──────── Texto

Hay problemas con los manuscritos originales, que fueron retocados por la hermana. Generalemente, si se pretende hacer una investigación seria sobre Nietzsche (o una traducción) se debe razonar y considerar "antes de y después de" la edición crítica Colli-Montinari. Muchas ediciones retoman esta edición, otras (para no pagar los derechos) retoman las ediciones anteriores a la Colli-Montinari. Esta última no se trata de cualquier edición: ES la edición principal en Alemania (hecha por italianos, mira la paradoja). Wiki-nota aquí. Si está solo practicando su alemán, puede usar fuentes online. Si está intentando mejorar a Pascual, debe abandonar las fuentes web inmediatamente.


----------



## gustavolaime

Hola Geviert, creo que te refieres a la Voluntad de Poder. Ahora estoy googleando, y aún no leo la parte donde realmente la obra Así Habló Zaratustra haya sido retocada por su hermana.

Te confundiste?


----------



## Geviert

Bueno, no me refería a los manuscritos del Zaratrustra en particular, sino a los manuscritos en general, la voluntad de poder es el retoque más conocido al respecto. Frente a la duda del dónde y cómo, lmejor considerar la edición señalada.


----------



## gustavolaime

Hola Geviert,

encontré esa misma parte traducida al italiano, y ellos lo traducen de la forma en como yo pienso que debería ser:


- Il santo rispose: "*Compongo canzoni e le canto, e quando compongo canzoni,* rido, piango e borbotto fra me stesso. Così innalzo le mie lodi a Dio.


Tal vez, llegaron a mi conclusión y quisieron hacerlo así:


- Hago canciones y las canto,* y cuando hago canciones,* río, lloro ........


¿Qué opinas Geviert?


----------



## Geviert

perfecto, me parece bien.


----------

────────────────

> [Tarea]
Por favor, copia el fragmento del texto que va desde "encontré esa misma" hasta "río, lloro ........" y sustituye "italiano" por "francés".

──────── Entradas facilitadas

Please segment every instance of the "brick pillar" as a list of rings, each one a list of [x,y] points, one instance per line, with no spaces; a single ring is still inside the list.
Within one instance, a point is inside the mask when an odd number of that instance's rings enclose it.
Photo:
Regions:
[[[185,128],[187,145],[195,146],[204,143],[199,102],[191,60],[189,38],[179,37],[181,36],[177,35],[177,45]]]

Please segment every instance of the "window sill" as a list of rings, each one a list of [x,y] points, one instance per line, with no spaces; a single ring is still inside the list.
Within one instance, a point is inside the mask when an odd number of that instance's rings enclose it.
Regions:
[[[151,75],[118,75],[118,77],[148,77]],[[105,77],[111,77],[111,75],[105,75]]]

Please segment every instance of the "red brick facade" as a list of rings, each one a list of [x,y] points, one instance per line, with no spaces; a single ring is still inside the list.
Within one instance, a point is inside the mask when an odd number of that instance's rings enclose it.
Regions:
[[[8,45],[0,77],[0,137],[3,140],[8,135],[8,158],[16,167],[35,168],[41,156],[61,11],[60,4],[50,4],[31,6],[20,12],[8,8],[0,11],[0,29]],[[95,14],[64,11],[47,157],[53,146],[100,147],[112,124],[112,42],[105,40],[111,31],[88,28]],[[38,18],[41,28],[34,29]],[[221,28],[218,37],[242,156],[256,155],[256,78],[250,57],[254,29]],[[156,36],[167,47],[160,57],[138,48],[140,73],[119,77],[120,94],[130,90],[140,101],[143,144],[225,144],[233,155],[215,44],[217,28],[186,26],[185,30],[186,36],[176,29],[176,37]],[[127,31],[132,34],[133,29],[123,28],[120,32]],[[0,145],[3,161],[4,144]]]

────────────────

> [Solución escrita]
encontré esa misma parte traducida al francés, y ellos lo traducen de la forma en como yo pienso que debería ser:


- Il santo rispose: "*Compongo canzoni e le canto, e quando compongo canzoni,* rido, piango e borbotto fra me stesso. Così innalzo le mie lodi a Dio.


Tal vez, llegaron a mi conclusión y quisieron hacerlo así:


- Hago canciones y las canto,* y cuando hago canciones,* río, lloro ........